Stockton’s fall into bankruptcy is a cautionary tale for California governments that must be heeded to stop future disasters. For all the reasons that Stockton ended up in this predicament, and there are many, the issue of pensions and public benefits rides above the rest.

For a place that once bore the names “Fat City” and “Mudville” before being named for the California territory’s first military governor, the old names are synonymous with the city’s situation in recent times. Fat during the housing boom sinking into the mud accompanying the housing bust with the second most foreclosures in the state and the drop of tax revenue that accompanied the bust.

During the “fat” times, city officials gambled big spending on a waterfront development, a sports arena, and a new city hall that either didn’t return hoped for revenues or, in the case of the city hall, the building was repossessed. California Common Sense, made up of Stanford students and alumni, released a report on How Stockton Went Bust considering the numerous issues.

While the debt created by these gambles is part of the burden the city bears, labor costs and retirement benefits more than double that debt. As the Wall Street Journal noted yesterday, “The city has a little over $300 million in general fund backed debt, but an $800 million unfunded liability for pensions and retiree health benefits.”

It is difficult to read about retired employees with medical conditions who were counting on health care coverage that may now be lost. Prudent fiscal management could have avoided such scenarios. If government doesn’t learn from what is happening in Stockton, the situation is bound to be repeated elsewhere in the state. Besides cutting back benefits, the city has reduced services laying off 25% of its police officers, 30% of its firefighters and 43% of general city staff.

It doesn’t have to be this way. Tough changes to the benefit packages must be made to prevent further bankruptcies. The Journal points out successful moves in Providence, RI to prevent bankruptcy by capping pension benefits and suspending cost of living increases – deals union members backed to preserve jobs. Michigan has made strides in controlling costs and reduced employee pension and health care debt liability.

The same can and must be done here. Mayor Chuck Reed in San Jose proved if you make the argument the voters would understand and go along. The question for California is will the unions stop raising barriers to reforms by filing lawsuits and will lawmakers pay attention and make the necessary changes to pension law?

Acting sooner than later will prevent more chaos for governments and their workers. Ignoring the problem will produce more Stocktons – or should we say more “Mudvilles.”

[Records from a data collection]
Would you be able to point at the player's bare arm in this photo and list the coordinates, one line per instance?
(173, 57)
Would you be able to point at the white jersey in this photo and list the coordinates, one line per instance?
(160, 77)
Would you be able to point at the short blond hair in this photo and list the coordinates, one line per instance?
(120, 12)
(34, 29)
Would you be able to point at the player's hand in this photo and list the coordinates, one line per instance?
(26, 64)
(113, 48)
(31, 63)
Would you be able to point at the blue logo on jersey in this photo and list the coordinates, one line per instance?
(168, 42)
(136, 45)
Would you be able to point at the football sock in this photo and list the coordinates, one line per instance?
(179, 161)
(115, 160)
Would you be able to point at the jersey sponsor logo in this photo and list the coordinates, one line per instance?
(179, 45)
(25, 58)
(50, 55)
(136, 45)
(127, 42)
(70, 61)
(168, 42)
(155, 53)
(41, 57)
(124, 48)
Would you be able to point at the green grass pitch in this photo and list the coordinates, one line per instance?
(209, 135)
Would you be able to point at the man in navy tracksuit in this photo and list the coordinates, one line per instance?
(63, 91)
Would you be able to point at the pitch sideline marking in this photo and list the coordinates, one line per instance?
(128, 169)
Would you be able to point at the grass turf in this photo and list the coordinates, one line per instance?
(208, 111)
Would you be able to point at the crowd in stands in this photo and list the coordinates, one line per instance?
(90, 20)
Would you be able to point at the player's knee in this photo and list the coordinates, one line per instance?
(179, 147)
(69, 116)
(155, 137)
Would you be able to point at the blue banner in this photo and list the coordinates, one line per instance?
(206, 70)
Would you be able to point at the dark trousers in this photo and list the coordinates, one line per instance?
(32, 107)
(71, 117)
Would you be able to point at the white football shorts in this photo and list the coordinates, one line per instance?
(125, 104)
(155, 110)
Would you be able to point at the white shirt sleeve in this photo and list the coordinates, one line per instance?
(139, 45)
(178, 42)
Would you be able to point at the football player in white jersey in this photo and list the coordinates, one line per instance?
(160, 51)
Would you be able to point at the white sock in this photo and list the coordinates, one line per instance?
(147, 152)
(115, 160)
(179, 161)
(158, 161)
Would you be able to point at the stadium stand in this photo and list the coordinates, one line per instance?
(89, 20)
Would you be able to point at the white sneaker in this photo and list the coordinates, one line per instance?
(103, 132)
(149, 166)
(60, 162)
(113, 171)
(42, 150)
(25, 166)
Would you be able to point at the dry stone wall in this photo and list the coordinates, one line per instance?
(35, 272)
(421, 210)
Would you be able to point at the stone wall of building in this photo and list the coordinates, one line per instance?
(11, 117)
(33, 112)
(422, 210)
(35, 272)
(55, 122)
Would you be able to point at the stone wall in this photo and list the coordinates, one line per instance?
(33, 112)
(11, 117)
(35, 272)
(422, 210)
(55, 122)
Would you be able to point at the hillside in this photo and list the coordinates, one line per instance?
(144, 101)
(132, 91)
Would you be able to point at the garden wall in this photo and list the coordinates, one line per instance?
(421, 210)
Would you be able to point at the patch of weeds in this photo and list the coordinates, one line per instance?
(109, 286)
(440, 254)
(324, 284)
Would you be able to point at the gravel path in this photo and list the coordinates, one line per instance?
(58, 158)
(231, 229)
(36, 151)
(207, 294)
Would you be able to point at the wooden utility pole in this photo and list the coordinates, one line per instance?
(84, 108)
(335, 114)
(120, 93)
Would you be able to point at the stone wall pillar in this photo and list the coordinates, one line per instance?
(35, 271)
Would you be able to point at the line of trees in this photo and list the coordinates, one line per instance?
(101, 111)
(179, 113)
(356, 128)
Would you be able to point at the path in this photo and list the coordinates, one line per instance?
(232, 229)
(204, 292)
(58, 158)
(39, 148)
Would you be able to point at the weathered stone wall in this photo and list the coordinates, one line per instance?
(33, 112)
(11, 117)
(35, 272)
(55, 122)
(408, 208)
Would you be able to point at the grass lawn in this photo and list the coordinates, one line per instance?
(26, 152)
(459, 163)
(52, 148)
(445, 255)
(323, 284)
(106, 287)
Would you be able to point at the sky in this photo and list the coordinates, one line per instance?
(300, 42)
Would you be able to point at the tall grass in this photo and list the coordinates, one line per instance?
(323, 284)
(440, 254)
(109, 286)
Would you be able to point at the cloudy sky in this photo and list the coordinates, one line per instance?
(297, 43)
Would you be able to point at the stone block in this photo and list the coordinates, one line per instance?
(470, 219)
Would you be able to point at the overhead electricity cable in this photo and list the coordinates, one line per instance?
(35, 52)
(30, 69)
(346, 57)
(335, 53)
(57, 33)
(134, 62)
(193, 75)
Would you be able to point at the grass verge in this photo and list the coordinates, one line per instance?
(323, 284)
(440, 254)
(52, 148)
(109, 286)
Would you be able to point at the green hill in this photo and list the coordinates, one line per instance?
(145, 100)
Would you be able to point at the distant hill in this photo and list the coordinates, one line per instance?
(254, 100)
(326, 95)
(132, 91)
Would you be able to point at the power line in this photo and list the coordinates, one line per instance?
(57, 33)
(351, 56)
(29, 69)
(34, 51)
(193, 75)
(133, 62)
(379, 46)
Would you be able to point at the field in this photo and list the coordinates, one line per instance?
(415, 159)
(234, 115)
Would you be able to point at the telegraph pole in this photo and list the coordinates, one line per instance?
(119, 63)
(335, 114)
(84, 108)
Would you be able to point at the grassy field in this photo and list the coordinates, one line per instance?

** Tasks and exercises **
**A)** In one to three sentences, explain why the commentary on Stockton's bankruptcy treats pensions and public benefits as a bigger problem than the debt from the city's spending gambles.
**B)** Reproduce word for word the stretch of the commentary on Stockton's bankruptcy from "Stockton’s fall into" through "above the rest.".
The data are not required for any of the work here.

** Answers to the problems **
**A)** Labor costs and retirement benefits more than double the debt the city took on through its gambles. The city has a little over $300 million in general fund backed debt but an $800 million unfunded liability for pensions and retiree health benefits.

**B)**
Stockton’s fall into bankruptcy is a cautionary tale for California governments that must be heeded to stop future disasters. For all the reasons that Stockton ended up in this predicament, and there are many, the issue of pensions and public benefits rides above the rest.